Task details> Show every line of the listing below that contains the string "wheel". Treat uppercase and lowercase letters as different.

The input>
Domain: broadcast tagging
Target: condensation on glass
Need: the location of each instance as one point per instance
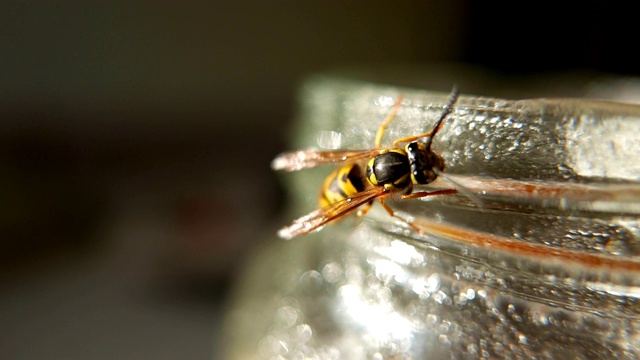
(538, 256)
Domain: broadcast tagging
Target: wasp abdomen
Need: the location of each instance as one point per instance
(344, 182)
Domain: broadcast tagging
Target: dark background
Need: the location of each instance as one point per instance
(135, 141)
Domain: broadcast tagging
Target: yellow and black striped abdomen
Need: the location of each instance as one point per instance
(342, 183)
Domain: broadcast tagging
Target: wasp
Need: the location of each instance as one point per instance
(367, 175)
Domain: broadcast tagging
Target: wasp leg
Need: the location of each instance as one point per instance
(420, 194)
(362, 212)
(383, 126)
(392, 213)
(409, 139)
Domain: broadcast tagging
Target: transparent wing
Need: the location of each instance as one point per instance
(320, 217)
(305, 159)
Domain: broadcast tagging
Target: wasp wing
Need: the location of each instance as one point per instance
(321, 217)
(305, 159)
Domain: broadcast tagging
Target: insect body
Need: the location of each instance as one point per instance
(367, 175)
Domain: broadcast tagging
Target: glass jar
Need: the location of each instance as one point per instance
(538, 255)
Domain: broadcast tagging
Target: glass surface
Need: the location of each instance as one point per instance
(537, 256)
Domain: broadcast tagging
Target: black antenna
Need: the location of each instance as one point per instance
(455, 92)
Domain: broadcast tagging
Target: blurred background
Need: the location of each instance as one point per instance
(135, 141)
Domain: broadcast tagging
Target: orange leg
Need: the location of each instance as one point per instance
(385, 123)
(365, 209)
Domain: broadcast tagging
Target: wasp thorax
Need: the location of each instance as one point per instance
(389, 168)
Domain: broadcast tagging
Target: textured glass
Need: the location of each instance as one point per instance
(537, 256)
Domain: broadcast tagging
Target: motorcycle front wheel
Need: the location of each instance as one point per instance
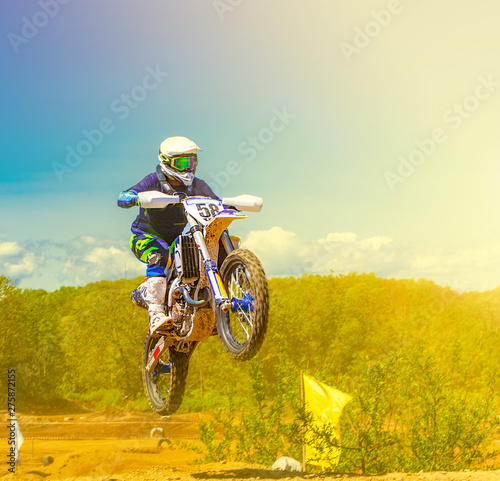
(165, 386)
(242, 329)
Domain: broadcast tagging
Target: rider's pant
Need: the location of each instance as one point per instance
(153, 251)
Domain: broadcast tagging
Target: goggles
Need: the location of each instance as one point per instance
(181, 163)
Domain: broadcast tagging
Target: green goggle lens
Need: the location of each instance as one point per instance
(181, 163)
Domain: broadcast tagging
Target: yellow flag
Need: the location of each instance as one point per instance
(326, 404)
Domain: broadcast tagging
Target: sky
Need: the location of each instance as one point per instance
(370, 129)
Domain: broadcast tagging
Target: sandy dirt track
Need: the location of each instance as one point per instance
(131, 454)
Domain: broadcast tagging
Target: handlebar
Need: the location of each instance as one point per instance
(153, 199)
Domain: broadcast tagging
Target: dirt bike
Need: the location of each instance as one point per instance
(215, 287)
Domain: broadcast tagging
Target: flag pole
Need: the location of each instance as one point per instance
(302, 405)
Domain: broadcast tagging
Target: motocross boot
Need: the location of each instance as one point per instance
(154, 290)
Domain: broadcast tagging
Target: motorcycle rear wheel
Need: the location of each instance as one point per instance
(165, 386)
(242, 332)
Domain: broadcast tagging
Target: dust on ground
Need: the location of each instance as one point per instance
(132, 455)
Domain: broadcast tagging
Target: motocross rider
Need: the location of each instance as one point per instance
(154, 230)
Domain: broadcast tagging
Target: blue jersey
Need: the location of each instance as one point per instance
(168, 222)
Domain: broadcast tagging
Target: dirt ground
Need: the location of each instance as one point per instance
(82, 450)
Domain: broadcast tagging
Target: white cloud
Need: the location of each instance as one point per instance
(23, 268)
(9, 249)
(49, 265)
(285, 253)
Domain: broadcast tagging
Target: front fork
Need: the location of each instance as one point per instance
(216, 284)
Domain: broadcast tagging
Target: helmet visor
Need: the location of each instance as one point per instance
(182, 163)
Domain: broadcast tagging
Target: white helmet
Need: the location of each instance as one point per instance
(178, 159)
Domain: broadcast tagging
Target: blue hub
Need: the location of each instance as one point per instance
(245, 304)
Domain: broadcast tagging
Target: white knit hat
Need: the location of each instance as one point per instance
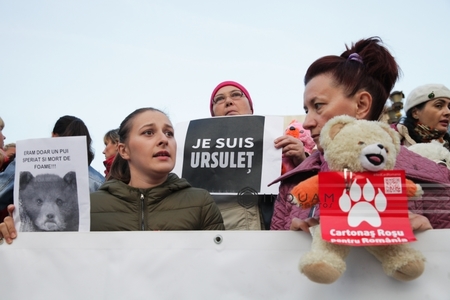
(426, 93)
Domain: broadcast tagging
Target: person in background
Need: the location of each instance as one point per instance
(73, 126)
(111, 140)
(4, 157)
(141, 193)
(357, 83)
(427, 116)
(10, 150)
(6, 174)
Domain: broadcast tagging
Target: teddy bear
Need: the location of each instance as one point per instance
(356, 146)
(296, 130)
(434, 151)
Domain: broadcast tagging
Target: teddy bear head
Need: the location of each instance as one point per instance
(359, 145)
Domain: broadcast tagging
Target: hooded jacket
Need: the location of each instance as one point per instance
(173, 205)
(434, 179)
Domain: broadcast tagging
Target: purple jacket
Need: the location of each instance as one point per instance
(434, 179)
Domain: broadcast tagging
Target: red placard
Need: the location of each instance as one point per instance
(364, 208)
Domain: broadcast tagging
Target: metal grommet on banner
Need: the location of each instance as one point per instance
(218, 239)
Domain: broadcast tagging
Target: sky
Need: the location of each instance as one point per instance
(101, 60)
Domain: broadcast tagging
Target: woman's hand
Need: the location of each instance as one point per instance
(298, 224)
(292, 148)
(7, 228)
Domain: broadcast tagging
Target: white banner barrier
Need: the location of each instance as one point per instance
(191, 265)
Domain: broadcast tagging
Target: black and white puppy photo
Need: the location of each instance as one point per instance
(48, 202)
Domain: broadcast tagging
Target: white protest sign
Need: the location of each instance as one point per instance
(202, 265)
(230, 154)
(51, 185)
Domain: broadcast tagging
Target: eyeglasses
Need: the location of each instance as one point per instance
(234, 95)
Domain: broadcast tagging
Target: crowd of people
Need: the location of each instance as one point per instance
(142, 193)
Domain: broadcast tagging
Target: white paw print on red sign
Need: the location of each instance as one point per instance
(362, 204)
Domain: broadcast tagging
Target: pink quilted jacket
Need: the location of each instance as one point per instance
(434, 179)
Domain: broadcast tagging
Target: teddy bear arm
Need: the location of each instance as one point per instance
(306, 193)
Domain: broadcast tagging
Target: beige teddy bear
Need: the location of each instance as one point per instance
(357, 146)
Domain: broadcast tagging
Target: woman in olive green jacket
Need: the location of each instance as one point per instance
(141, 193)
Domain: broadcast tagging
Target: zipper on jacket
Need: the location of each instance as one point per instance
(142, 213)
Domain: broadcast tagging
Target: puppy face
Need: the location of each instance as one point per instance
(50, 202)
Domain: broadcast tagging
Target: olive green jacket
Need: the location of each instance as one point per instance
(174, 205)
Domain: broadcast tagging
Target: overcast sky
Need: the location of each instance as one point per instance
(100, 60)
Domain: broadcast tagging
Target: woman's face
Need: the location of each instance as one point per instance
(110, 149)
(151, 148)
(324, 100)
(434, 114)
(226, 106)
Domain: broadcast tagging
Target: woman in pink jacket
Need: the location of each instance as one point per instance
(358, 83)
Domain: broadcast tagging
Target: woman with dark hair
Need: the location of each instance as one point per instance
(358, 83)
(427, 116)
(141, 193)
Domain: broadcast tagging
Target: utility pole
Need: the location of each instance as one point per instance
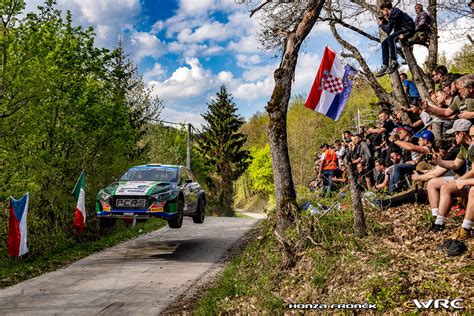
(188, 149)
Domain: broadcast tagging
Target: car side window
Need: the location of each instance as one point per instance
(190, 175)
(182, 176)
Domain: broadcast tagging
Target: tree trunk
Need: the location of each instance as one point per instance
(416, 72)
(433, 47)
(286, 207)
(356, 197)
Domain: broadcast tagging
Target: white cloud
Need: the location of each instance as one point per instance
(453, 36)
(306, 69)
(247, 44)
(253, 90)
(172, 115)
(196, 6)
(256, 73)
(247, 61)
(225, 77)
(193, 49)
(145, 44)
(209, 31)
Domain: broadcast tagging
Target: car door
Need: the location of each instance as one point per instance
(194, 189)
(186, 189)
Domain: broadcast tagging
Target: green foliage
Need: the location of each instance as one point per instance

The result>
Target: motorcycle front wheel
Target: motorcycle rear wheel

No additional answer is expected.